A single figure is expected: how many lines of the data that follows contain the word "white".

*** Records supplied Section Begins ***

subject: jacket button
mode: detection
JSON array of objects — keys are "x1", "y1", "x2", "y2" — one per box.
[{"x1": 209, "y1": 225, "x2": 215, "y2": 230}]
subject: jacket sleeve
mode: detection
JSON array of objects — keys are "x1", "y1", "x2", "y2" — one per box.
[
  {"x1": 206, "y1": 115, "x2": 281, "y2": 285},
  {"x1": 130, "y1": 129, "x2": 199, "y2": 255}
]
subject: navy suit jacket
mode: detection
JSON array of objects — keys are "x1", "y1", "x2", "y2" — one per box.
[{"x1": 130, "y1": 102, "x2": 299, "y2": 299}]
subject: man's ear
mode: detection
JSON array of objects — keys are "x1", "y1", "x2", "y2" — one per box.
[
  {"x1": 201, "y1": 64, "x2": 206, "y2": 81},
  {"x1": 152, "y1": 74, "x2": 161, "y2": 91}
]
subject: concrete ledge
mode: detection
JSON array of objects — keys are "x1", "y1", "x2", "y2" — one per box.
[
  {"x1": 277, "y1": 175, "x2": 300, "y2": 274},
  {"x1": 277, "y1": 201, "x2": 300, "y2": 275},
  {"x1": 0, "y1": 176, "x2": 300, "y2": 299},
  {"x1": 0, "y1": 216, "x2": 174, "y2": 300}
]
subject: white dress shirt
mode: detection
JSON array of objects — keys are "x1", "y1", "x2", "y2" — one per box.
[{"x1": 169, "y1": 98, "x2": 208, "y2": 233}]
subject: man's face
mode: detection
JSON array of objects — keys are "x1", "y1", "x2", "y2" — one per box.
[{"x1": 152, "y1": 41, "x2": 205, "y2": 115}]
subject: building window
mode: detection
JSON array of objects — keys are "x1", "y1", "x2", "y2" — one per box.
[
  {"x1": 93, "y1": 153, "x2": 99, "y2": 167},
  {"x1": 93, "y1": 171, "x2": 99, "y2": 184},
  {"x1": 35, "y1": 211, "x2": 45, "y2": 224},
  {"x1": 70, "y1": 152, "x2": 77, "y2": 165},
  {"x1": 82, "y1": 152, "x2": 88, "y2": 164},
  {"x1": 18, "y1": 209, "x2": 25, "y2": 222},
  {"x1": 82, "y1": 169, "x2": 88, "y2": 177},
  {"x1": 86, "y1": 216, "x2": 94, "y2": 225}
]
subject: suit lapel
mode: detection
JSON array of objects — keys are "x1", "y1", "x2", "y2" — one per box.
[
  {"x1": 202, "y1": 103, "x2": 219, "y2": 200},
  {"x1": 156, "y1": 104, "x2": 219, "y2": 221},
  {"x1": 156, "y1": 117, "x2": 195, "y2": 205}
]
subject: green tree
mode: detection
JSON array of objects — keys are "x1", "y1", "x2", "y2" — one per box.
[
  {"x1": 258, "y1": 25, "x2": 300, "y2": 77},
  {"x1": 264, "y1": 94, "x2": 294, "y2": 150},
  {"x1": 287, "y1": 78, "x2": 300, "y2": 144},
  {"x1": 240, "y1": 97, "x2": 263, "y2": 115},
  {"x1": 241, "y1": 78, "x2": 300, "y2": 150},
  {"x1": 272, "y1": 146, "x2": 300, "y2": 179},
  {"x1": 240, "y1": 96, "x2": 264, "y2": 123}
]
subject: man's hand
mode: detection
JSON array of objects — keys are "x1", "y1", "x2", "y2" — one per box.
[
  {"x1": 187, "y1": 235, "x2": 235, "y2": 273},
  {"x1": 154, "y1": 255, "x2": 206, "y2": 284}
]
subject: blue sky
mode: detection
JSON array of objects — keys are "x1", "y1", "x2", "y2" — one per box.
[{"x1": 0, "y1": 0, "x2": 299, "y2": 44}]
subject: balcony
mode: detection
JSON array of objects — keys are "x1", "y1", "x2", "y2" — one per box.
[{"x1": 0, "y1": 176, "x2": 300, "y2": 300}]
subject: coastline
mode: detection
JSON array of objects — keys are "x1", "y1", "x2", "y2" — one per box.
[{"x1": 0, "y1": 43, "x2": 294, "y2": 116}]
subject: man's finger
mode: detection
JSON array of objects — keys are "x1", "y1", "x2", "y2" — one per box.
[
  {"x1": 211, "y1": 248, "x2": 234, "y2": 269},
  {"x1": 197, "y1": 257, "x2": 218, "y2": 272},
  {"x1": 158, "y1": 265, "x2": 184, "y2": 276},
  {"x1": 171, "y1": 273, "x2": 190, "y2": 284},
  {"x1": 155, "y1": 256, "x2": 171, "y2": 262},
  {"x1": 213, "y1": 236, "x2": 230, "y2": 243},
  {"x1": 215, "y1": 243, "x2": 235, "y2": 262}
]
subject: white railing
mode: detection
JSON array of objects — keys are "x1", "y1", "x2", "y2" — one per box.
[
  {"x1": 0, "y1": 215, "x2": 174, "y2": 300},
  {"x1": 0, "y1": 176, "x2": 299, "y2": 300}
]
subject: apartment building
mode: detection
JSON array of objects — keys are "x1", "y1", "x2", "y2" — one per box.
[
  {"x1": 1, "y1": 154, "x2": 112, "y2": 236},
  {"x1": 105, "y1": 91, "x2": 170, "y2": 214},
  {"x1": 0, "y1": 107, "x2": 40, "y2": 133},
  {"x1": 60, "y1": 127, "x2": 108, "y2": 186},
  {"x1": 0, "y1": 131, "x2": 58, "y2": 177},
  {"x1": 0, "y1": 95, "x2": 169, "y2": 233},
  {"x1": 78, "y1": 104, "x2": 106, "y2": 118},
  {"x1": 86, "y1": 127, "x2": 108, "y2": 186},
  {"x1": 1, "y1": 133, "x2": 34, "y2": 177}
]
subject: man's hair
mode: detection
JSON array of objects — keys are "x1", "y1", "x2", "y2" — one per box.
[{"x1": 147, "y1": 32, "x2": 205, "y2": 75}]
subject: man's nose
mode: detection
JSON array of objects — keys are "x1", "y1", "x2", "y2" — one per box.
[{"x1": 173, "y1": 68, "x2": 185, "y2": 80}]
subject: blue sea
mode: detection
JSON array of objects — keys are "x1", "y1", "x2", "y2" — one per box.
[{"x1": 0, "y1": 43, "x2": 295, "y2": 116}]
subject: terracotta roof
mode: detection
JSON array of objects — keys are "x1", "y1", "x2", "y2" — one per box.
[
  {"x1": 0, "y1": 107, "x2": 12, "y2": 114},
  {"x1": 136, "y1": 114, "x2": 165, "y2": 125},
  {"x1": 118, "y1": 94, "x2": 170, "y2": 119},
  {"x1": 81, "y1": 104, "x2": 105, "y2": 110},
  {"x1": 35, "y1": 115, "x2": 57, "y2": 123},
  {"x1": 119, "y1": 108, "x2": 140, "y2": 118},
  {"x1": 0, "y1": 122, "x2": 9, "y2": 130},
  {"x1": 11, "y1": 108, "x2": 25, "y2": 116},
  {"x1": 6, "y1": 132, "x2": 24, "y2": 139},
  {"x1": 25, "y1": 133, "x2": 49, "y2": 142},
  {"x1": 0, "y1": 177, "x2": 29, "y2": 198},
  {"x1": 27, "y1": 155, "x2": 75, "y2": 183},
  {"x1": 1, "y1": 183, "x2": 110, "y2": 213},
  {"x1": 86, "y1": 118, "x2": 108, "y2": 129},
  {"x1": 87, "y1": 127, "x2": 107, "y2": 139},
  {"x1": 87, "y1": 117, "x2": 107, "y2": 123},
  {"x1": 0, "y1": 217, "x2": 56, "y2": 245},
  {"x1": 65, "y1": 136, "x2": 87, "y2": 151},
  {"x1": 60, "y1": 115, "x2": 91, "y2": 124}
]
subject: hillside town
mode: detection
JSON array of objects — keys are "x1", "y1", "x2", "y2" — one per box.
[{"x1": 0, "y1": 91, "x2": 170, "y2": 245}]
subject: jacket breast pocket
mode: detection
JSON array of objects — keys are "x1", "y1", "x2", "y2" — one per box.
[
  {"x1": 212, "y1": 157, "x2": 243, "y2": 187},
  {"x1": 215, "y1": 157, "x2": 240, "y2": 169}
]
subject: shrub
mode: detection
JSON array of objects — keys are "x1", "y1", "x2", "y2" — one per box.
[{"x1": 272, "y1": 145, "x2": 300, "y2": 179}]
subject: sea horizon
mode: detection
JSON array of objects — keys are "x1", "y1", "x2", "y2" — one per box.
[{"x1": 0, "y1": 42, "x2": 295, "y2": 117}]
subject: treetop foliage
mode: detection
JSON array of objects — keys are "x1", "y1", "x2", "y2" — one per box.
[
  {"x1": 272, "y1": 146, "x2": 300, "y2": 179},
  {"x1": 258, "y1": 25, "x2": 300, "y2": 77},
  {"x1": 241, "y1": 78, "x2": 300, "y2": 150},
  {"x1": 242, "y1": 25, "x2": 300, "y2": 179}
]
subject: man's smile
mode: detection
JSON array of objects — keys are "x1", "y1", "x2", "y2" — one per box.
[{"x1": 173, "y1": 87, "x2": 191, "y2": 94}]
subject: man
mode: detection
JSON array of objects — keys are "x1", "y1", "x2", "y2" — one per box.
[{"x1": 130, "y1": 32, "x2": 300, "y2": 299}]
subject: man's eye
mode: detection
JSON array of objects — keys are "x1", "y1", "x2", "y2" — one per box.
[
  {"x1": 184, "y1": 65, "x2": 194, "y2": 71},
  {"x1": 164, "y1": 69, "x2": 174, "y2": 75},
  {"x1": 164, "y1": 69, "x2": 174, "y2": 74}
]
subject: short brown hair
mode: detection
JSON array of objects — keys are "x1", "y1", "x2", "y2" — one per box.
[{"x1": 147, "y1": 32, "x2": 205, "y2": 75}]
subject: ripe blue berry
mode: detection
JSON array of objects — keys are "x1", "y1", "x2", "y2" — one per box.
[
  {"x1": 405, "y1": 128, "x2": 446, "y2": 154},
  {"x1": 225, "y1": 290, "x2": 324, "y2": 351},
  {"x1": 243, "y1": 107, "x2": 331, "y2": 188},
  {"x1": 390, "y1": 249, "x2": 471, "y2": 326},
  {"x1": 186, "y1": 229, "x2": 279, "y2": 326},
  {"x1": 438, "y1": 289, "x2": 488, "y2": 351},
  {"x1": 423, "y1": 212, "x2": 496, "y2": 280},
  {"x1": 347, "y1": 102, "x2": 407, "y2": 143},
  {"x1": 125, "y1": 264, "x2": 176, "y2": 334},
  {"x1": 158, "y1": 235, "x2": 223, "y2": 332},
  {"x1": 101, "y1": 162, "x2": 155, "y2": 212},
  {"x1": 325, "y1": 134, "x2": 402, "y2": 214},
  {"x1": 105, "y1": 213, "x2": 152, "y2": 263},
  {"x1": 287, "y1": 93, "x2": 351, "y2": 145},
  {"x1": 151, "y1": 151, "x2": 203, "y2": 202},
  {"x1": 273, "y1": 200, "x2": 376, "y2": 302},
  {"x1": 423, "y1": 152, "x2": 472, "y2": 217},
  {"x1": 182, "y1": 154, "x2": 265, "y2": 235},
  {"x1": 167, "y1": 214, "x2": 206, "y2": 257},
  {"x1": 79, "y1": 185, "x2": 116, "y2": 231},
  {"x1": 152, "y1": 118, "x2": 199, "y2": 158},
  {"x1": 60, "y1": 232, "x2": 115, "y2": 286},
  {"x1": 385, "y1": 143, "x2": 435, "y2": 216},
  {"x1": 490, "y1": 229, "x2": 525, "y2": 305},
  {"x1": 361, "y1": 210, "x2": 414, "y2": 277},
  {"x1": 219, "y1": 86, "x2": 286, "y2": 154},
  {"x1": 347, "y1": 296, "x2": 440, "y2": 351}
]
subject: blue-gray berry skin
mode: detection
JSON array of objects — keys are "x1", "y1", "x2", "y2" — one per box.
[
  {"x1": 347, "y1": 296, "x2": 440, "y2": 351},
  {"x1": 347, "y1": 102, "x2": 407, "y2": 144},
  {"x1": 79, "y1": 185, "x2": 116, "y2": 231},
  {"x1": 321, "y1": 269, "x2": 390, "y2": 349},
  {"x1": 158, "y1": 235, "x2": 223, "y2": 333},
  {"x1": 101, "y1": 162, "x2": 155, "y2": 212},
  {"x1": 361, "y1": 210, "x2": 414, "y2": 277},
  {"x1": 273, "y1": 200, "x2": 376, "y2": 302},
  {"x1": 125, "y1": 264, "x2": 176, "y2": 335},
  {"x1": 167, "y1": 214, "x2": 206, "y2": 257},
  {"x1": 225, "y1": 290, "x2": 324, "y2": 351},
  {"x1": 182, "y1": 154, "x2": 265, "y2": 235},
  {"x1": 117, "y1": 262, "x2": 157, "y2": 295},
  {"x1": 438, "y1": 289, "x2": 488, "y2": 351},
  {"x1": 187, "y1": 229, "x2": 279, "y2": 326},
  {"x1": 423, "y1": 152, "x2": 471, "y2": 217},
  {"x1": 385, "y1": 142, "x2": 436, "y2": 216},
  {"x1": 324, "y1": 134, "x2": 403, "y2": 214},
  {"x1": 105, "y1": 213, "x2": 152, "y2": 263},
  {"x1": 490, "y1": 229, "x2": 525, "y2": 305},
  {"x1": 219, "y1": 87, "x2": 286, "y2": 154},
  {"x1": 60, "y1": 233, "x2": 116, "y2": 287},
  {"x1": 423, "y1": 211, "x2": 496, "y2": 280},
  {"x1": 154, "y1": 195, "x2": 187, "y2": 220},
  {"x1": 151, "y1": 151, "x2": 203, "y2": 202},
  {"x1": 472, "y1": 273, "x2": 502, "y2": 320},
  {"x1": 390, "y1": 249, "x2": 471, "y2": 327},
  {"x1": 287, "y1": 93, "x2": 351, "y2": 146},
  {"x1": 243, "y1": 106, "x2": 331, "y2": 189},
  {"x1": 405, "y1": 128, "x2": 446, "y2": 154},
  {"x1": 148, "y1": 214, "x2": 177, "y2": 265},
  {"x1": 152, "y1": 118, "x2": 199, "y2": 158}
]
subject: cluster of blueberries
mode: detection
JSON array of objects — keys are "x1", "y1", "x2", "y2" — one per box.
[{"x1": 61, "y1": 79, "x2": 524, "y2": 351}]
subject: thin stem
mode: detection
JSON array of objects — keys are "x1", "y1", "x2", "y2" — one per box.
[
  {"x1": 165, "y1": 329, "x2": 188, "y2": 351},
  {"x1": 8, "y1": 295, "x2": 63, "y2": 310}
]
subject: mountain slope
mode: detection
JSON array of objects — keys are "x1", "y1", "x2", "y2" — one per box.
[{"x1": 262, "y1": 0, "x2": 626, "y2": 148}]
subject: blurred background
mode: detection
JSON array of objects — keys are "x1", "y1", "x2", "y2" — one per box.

*** Records supplied Section Ends ***

:: Task response ::
2